• **Selected passage**
◇ ◇ ◇ ◇ ◇ ◇ ◇

Court of Special Appeals of Maryland

December 17, 2013

COLVIN I. BERT
v.
COMPTROLLER OF THE TREASURY

Krauser, C.J., Davis, Arrie W. (Retired, Specially Assigned), Salmon, James P. (Retired, Specially Assigned), JJ.

Davis, J.

This is a tax protestor case.[1] In his appeal from the judgment of the Circuit Court for Howard County (McCrone, J.), Colvin I. Bert, appellant, seeks further judicial review of the decision of the Maryland Tax Court.[2] The circuit court affirmed the decision of the Tax Court, which in turn had upheld tax assessments and penalties regarding the income tax years of 1999, 2000, 2001, 2002 and 2004. Appellant, aggrieved by the decision of that court, seeks our review of a host of issues.[3] Recast to facilitate and clarify appellate review, the pertinent issues on appeal are as follows:

1. Whether the Maryland Tax Court erred by concluding that Mr. Bert was not entitled to exclude from his income for tax year 2004 compensation that he had received from his employers, and whether the Maryland Tax Court erred by affirming the assessment of frivolous return penalties for tax years 1999, 2000, 2001, 2002 and 2004.
2. Whether the Maryland Tax Court abridged appellant's privilege against self-incrimination or due process rights, or otherwise erred in the conduct of its statutory review.

For the reasons set forth below, we shall affirm.

Background

This dispute between appellant and the Comptroller of Maryland involves appellant's filings for tax years 1999 through 2002 and 2004.[4] We set forth pertinent facts related to each year.

◇ ◇ ◇ ◇ ◇ ◇ ◇

• **Raw data**
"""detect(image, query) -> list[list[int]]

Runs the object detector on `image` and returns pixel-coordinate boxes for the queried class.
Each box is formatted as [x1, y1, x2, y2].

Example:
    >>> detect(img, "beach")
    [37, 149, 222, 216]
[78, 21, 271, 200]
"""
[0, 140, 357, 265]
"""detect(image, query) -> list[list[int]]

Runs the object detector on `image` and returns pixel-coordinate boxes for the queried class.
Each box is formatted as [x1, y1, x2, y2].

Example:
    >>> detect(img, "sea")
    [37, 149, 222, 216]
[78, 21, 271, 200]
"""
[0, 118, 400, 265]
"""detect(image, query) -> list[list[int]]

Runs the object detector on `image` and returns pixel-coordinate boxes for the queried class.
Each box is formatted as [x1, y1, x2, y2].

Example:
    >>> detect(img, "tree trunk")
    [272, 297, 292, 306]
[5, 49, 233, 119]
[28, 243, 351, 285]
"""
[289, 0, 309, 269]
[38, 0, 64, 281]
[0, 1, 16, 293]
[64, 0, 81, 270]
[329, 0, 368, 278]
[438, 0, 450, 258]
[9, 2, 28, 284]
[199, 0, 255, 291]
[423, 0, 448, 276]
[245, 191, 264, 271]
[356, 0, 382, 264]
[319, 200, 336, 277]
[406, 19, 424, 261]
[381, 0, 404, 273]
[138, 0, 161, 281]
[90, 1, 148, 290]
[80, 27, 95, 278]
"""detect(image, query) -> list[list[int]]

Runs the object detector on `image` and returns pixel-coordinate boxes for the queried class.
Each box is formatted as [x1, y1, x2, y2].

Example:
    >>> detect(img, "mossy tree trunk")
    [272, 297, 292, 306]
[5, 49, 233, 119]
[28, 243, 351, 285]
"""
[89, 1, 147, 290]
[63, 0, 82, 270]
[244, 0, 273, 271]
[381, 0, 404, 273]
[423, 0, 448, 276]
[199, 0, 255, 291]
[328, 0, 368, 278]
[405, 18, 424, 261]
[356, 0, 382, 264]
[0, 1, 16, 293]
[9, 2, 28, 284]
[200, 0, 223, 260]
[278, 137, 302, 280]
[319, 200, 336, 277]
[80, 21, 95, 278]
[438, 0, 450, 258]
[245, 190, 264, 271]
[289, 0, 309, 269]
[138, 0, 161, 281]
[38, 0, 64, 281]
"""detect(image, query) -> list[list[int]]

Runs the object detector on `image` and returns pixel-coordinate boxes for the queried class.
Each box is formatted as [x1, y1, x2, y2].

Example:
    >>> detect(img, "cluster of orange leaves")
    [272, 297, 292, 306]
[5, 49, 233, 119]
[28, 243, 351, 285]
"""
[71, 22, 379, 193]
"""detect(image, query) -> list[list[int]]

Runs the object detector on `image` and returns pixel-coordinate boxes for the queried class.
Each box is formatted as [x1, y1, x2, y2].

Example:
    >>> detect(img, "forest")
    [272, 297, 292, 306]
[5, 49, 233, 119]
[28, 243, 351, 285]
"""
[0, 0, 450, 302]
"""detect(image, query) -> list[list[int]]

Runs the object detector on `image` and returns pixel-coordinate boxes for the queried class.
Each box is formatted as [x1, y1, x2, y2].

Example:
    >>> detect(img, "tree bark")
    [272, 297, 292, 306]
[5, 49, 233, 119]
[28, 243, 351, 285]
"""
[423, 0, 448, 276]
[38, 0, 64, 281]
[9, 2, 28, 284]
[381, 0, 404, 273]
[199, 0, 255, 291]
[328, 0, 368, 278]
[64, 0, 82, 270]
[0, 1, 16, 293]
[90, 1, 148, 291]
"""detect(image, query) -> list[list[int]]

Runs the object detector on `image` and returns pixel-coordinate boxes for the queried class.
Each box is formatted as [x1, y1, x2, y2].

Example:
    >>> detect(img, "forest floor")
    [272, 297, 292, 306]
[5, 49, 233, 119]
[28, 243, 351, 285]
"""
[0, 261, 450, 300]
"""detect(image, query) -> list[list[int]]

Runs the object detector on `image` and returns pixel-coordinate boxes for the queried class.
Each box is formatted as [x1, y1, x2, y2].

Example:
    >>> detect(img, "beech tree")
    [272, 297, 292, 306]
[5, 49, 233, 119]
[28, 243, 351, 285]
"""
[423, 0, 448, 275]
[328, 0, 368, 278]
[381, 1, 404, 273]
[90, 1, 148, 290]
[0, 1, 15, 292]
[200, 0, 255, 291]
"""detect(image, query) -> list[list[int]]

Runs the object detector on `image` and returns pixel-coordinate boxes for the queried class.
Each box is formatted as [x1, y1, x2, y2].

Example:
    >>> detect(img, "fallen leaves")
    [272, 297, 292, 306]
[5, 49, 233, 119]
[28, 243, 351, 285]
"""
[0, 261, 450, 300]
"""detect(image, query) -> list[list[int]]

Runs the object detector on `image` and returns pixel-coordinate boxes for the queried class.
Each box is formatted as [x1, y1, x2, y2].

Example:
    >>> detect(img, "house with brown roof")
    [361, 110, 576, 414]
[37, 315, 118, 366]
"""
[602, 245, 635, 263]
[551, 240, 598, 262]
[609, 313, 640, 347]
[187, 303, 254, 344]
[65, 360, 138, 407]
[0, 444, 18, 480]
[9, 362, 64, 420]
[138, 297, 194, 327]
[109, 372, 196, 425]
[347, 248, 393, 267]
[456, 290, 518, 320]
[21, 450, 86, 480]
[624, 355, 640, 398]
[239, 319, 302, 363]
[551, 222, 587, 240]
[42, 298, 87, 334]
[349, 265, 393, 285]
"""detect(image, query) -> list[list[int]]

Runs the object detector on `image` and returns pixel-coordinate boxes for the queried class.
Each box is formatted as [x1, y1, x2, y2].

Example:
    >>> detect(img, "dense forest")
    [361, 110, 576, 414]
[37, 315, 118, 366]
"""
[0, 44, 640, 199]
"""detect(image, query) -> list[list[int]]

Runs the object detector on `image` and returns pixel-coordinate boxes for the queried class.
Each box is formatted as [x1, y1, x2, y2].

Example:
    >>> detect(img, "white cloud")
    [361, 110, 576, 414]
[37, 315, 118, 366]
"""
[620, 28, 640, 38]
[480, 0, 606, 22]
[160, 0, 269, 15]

◇ ◇ ◇ ◇ ◇ ◇ ◇

• **Given problem 1**
Answer from the court opinion:
(a) Which circuit court issued the judgment being appealed?
(b) For which income tax years did the Tax Court uphold assessments and penalties?
(c) What does the court state it shall do?
• **Given problem 2**
Echo the court opinion word for word, everything from "1. Whether the" down to "to each year.".
The records were drawn from a separate source.

• **Complete answer 1**
(a) The Circuit Court for Howard County.
(b) 1999, 2000, 2001, 2002 and 2004.
(c) Affirm.

• **Complete answer 2**
1. Whether the Maryland Tax Court erred by concluding that Mr. Bert was not entitled to exclude from his income for tax year 2004 compensation that he had received from his employers, and whether the Maryland Tax Court erred by affirming the assessment of frivolous return penalties for tax years 1999, 2000, 2001, 2002 and 2004.
2. Whether the Maryland Tax Court abridged appellant's privilege against self-incrimination or due process rights, or otherwise erred in the conduct of its statutory review.

For the reasons set forth below, we shall affirm.

Background

This dispute between appellant and the Comptroller of Maryland involves appellant's filings for tax years 1999 through 2002 and 2004.[4] We set forth pertinent facts related to each year.